Top of Record excerpts

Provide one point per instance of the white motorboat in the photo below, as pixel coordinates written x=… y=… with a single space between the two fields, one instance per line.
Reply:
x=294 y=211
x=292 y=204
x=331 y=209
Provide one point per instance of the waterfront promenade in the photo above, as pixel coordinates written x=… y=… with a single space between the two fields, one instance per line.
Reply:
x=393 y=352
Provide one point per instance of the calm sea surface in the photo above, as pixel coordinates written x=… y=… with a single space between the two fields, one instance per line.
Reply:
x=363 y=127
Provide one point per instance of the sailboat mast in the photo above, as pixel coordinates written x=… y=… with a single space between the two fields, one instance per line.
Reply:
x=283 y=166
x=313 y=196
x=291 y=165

Bottom of Record excerpts

_What the task asks_
An exact reproduction of the listing is needed.

_Response box_
Provide one point per instance of the white motorboat in the photo below, as pixel coordinates written x=… y=… with a single space between the two fields, one instance per line.
Reply:
x=294 y=211
x=292 y=204
x=331 y=209
Provide one point per instance of the waterfront promenade in the photo above, as pixel coordinates written x=… y=… with a single space between the two fields, one instance per line.
Reply:
x=393 y=352
Provide one point per instance of the calm sea surface in the photo above, as pixel coordinates written x=… y=… with a single space between the two fields, one instance per line.
Reply:
x=363 y=127
Provide one point per instance of the sailboat mast in the photo above, as pixel coordinates written x=… y=… with a single space between the two fields, one instance per line.
Reply:
x=283 y=166
x=313 y=196
x=291 y=165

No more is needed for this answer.